[[ SUPPLIED MATERIAL open ]]

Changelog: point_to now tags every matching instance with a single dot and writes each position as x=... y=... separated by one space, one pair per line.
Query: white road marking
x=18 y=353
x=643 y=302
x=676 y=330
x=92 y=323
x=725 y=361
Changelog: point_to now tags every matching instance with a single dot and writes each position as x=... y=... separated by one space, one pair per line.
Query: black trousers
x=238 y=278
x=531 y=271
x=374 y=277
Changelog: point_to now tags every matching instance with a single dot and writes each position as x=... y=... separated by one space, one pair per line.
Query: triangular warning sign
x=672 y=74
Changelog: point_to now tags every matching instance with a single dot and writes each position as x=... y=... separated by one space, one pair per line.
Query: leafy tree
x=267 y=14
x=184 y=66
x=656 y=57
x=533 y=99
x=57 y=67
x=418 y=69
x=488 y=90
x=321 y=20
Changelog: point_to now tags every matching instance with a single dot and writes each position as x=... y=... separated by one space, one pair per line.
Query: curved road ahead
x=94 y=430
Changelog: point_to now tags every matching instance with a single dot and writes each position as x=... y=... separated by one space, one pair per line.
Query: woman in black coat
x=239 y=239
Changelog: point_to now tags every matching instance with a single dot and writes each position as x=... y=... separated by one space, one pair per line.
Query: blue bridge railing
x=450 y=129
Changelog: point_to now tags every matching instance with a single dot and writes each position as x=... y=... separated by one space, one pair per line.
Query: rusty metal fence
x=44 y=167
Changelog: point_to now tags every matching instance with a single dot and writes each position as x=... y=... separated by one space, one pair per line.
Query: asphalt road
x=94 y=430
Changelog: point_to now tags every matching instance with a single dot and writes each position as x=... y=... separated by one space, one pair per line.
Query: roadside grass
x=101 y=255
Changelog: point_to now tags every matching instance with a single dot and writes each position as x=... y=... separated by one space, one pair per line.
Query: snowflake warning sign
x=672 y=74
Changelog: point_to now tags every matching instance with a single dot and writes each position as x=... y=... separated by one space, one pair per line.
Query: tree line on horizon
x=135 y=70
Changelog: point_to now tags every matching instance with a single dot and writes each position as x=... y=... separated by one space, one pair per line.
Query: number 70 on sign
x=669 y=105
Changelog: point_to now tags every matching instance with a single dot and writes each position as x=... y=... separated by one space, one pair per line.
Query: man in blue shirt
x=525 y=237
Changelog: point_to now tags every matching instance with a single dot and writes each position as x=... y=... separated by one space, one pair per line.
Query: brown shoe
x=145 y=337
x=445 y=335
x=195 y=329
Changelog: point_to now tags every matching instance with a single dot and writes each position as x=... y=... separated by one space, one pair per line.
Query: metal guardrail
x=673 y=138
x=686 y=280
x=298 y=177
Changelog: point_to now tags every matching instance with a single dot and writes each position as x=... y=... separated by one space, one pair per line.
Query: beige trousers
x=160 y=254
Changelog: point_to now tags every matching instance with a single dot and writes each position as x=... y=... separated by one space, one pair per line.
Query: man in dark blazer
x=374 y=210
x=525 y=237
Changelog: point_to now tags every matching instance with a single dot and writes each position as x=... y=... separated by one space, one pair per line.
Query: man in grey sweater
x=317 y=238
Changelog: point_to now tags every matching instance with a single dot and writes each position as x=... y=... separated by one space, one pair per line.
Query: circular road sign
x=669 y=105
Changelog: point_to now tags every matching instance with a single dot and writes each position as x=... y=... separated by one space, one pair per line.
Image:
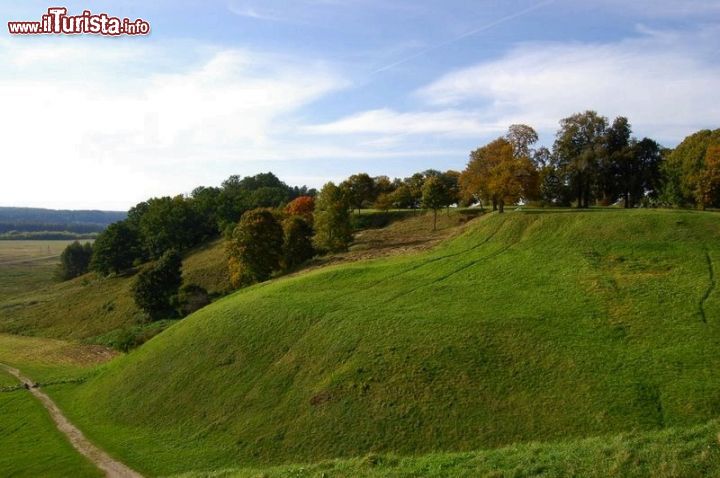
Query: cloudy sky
x=315 y=90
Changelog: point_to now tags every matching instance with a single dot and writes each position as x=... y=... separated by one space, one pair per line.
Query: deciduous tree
x=255 y=248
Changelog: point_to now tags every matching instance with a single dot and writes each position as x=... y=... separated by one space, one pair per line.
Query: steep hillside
x=97 y=309
x=90 y=307
x=529 y=326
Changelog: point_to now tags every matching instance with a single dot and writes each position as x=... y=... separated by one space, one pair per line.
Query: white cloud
x=78 y=131
x=668 y=84
x=389 y=122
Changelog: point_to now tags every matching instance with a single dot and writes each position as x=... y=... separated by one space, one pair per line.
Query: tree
x=75 y=260
x=473 y=180
x=115 y=249
x=613 y=162
x=403 y=197
x=360 y=189
x=434 y=196
x=255 y=248
x=638 y=171
x=191 y=298
x=333 y=231
x=301 y=206
x=707 y=180
x=451 y=187
x=522 y=137
x=384 y=202
x=685 y=166
x=170 y=223
x=495 y=172
x=297 y=247
x=157 y=286
x=414 y=186
x=578 y=145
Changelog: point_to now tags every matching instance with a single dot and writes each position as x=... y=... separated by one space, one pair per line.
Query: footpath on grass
x=111 y=467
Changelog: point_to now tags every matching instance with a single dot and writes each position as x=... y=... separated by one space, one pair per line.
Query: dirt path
x=28 y=260
x=111 y=467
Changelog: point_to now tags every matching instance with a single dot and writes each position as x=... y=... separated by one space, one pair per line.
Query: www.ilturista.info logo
x=58 y=22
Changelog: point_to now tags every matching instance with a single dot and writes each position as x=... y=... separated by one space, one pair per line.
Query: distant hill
x=32 y=220
x=530 y=326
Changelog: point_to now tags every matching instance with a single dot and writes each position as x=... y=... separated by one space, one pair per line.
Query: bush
x=156 y=287
x=116 y=249
x=255 y=247
x=333 y=231
x=298 y=246
x=75 y=260
x=191 y=298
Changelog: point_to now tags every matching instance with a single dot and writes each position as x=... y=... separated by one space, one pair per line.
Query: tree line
x=271 y=227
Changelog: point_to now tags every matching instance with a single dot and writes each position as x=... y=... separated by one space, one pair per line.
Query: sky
x=316 y=90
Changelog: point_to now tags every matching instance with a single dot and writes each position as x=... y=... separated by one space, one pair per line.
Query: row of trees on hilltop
x=593 y=161
x=273 y=227
x=178 y=223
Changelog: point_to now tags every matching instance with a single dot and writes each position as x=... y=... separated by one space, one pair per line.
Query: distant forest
x=35 y=223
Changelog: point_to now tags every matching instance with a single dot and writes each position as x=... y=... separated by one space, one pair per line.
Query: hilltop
x=35 y=221
x=529 y=326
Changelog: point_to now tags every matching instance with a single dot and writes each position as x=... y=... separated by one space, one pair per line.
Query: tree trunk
x=580 y=194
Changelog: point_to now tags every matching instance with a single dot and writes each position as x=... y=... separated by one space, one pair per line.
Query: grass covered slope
x=89 y=307
x=691 y=452
x=30 y=442
x=529 y=326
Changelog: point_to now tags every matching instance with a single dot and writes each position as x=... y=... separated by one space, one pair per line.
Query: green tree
x=384 y=202
x=685 y=166
x=360 y=189
x=170 y=223
x=255 y=248
x=615 y=162
x=638 y=171
x=298 y=246
x=157 y=286
x=434 y=196
x=522 y=137
x=75 y=260
x=333 y=231
x=116 y=249
x=578 y=145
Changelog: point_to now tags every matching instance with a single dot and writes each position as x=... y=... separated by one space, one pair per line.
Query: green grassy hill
x=529 y=326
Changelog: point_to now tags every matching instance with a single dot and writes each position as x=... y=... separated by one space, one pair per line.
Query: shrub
x=298 y=246
x=255 y=247
x=75 y=260
x=333 y=231
x=156 y=287
x=191 y=298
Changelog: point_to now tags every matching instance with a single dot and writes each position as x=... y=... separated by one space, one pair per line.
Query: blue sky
x=315 y=90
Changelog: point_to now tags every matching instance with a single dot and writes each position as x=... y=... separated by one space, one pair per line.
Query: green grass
x=92 y=308
x=28 y=265
x=685 y=452
x=532 y=326
x=30 y=444
x=49 y=360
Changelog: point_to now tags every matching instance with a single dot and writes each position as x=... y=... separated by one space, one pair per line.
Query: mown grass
x=674 y=453
x=529 y=326
x=96 y=309
x=48 y=360
x=28 y=265
x=101 y=310
x=30 y=444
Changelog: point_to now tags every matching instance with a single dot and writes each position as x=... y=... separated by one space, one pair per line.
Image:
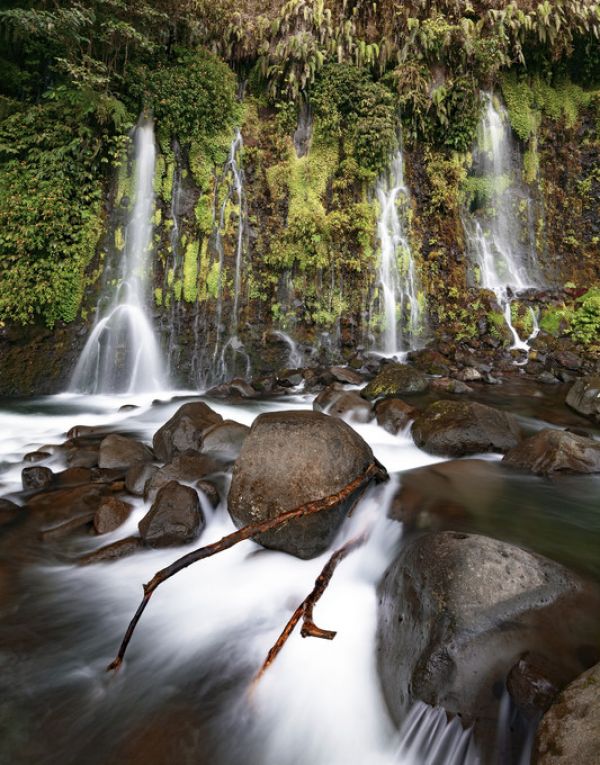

[[ SUPPLIED MATERIAL closed ]]

» WHAT YOU WILL DO: The copy should match the records above exactly, except that pictures are dropped.

» TASK SOLUTION:
Changelog: point_to now tags every matching instance with a single dot and writes each position as x=... y=... separated by one space, one pair per line.
Query: white road marking
x=18 y=353
x=643 y=302
x=676 y=330
x=92 y=323
x=725 y=361
Changelog: point_to now tags every matching instance with a single dot and writes each position as x=... y=... separated by one space, one pair per line.
Query: black trousers
x=238 y=278
x=531 y=271
x=374 y=277
Changelog: point_to now tags every matching instance with a single dot and writes each position as x=... y=... separated by one space, one pair per line.
Query: triangular warning sign
x=672 y=74
Changelog: point_to now tags every matching instance with a single dot and writes each position as x=... y=... separated by one space, one pair per line.
Query: leafy tree
x=267 y=14
x=184 y=66
x=656 y=57
x=533 y=99
x=57 y=67
x=418 y=69
x=488 y=90
x=321 y=20
Changelog: point_to now tags every matching instance with a single dot and writes each position as x=... y=... separated by one space, one pair per line.
Query: curved road ahead
x=94 y=430
Changelog: point_to now tags every matching instance with a single dot and writes each position as x=... y=... separated by one space, one pair per line.
Query: woman in black coat
x=239 y=239
Changelog: point_to now tags every matching instance with a single dot and writes each position as x=... y=... separated by one space, one pair per line.
Query: blue bridge railing
x=450 y=129
Changelog: point_to now tags every matching instance with a single dot and writes each position as x=... y=... separated by one space, one pair per line.
Query: rusty metal fence
x=44 y=167
Changelog: point_to now tags every matching instance with a single dot and writes each position as x=... y=... separated by one space, one pair per line.
Query: asphalt road
x=94 y=430
Changelog: point_to now tags every matching instance with a single dot and writes each position as x=... y=... separated by one space, one pair per line.
Query: roadside grass
x=101 y=255
Changelog: point_to now tags every matching instance with a single dot and writes each position as x=... y=... separated by one space, one pair per line.
Query: snowflake warning sign
x=672 y=74
Changelog: point_to now tags every matching instance with a single dot and writes each position as x=... y=... separated by one space, one pair per line.
Query: tree line on horizon
x=135 y=70
Changelog: point_to now tags every matching instance with a single dot and writes each position as x=... y=... separated by one space, one pair per line.
Query: number 70 on sign
x=669 y=105
Changelog: point_to now tags every matching instance with a single dot and writes each position as x=... y=... separated by one space, one pair per line.
Query: man in blue shirt
x=525 y=237
Changelog: point_to now tags every matching instance with a single dot and writes each position as x=... y=... separated by one space, one pair per line.
Query: brown shoe
x=145 y=337
x=445 y=335
x=195 y=329
Changelog: point_to now tags every matching instance with a single dot and writes each position as x=... y=... separated by one space, one pair per line.
Query: metal guardrail
x=673 y=138
x=686 y=280
x=298 y=177
Changelog: point_to now tags every matching instance with a single dot and writes each position as x=... y=... separated by one space, one pair per line.
Query: beige trousers
x=160 y=254
Changelog: point_to now tags every matching instance with a single dot and writes each position as x=... y=... separated by one space, one pair per line.
Query: man in dark blazer
x=374 y=210
x=525 y=237
Changelog: point_to now tags every matching instance with a single dot and writes each position as x=... y=... separated by one space, one pair per line.
Query: man in grey sweater
x=317 y=238
Changelog: point_to now tags every matching instance with a single dot and writes each position as x=... y=... separated by one space, one pair per line.
Query: circular road sign
x=669 y=105
Changelog: point_to now tags every matching instance with a single dot and writes each position as x=... y=... separated by one space, one pair per line.
Image:
Query: cloudy sky
x=315 y=90
Changelog: point_to now tags every matching instance with a single dot and writes each position as x=... y=... separated by one space, one pair per line.
Query: deciduous tree
x=255 y=248
Changelog: point_to now tags every matching instance with a single dot and writes each position as x=... y=... separated by one space, one pair per line.
Query: steep hillside
x=97 y=309
x=90 y=307
x=529 y=326
Changelog: point_to now tags every matching instance with a single dot and writes each position as x=... y=... separated by one space, one pair per line.
Query: white cloud
x=78 y=131
x=668 y=84
x=389 y=122
Changelog: point_to now tags every matching instance with a single dot and writes each position as x=... y=... separated by one space, one pair per line.
Query: tree
x=75 y=260
x=473 y=180
x=115 y=249
x=613 y=162
x=403 y=197
x=360 y=189
x=434 y=196
x=255 y=248
x=638 y=171
x=191 y=298
x=333 y=231
x=301 y=206
x=707 y=180
x=451 y=187
x=522 y=137
x=384 y=202
x=685 y=166
x=170 y=223
x=495 y=172
x=297 y=247
x=157 y=286
x=414 y=186
x=578 y=145
Changelog: point_to now tags every matching instance with a single dot and writes each position as x=... y=... separated by one space, one pair per line.
Query: footpath on grass
x=111 y=467
Changelog: point_to now tags every matching instance with a single dot and writes each position as x=... y=... separated by one space, one pair per line.
Query: dirt path
x=28 y=260
x=111 y=467
Changelog: point_to now tags every matching instance with a single dot and writes each position as x=... y=... separated by one space, one pair per line.
Query: www.ilturista.info logo
x=58 y=22
Changelog: point_to now tags every matching instance with a single dot and writes each position as x=... y=... separated by one space, one pair per line.
Query: distant hill
x=32 y=220
x=530 y=326
Changelog: point_to now tags every matching instance with a single dot and writes each position as x=... y=... separated by one space, one pair per line.
Query: bush
x=156 y=287
x=116 y=249
x=255 y=247
x=333 y=231
x=298 y=246
x=75 y=260
x=191 y=298
Changelog: point_to now tags every matching instance with a single dot and writes each position as x=... y=... separated by one space, one pair per line.
Query: tree line
x=271 y=227
Changelog: point_to now tags every matching instance with a single dot and writes each position as x=... y=... separated by one space, one pair per line.
Query: sky
x=316 y=90
Changelog: point_to now tags every matching instance with a single dot and writes each position as x=... y=... separated by one space, one pair per line.
Query: row of trees on hilltop
x=593 y=161
x=273 y=227
x=178 y=223
Changelog: point_to now tags every matching instance with a single dot and writes each position as x=... y=... separated by one space, one pair per line.
Query: distant forest
x=35 y=223
Changelog: point_to now tags every matching instance with a single dot and writes each position as x=... y=... separated by one space, one pair per line.
Query: hilltop
x=35 y=221
x=529 y=326
Changelog: point_to now tags every matching instance with a single dot and writes each position as x=... y=... separated by one space, one pair per line.
Query: tree trunk
x=580 y=194
Changelog: point_to now tags every matching instance with a single dot and writes each position as x=... y=... separated by one space, one pair per line.
Query: grass covered slope
x=89 y=307
x=691 y=452
x=30 y=442
x=529 y=326
Changelog: point_to now tags every matching instance with a single dot and writes each position as x=... y=... separated by one space, one pair per line.
Query: green tree
x=384 y=202
x=685 y=166
x=360 y=189
x=170 y=223
x=255 y=248
x=615 y=162
x=638 y=171
x=298 y=246
x=157 y=286
x=434 y=196
x=522 y=137
x=75 y=260
x=333 y=231
x=116 y=249
x=578 y=145
Changelog: point_to now tags every matching instance with a single dot and writes each position as x=... y=... separated by one space, one pair per line.
Query: green grassy hill
x=529 y=326
Changelog: point_to now tags every matching instance with a single dot and writes each position as x=... y=... separated by one space, one pair per line.
Query: shrub
x=298 y=246
x=255 y=247
x=75 y=260
x=333 y=231
x=156 y=287
x=191 y=298
Changelog: point_to now tags every matching instance with a single dot and writes each position as x=... y=... separated by one space, one pair per line.
Query: blue sky
x=315 y=90
Changelog: point_to now tags every matching instance with a single dot and writes each position as x=... y=... separated by one space, one pair per line.
Query: green grass
x=92 y=308
x=28 y=265
x=685 y=452
x=532 y=326
x=30 y=444
x=49 y=360
Changelog: point_to now tags every matching instance with a single dot and writes each position as x=... y=... separated by one space, one pair per line.
Query: mown grass
x=674 y=453
x=529 y=326
x=96 y=309
x=48 y=360
x=28 y=265
x=101 y=310
x=30 y=444
Changelog: point_to now tags every matching instance with a single dot and writes each position as x=... y=... separated by one space, one pair per line.
Image:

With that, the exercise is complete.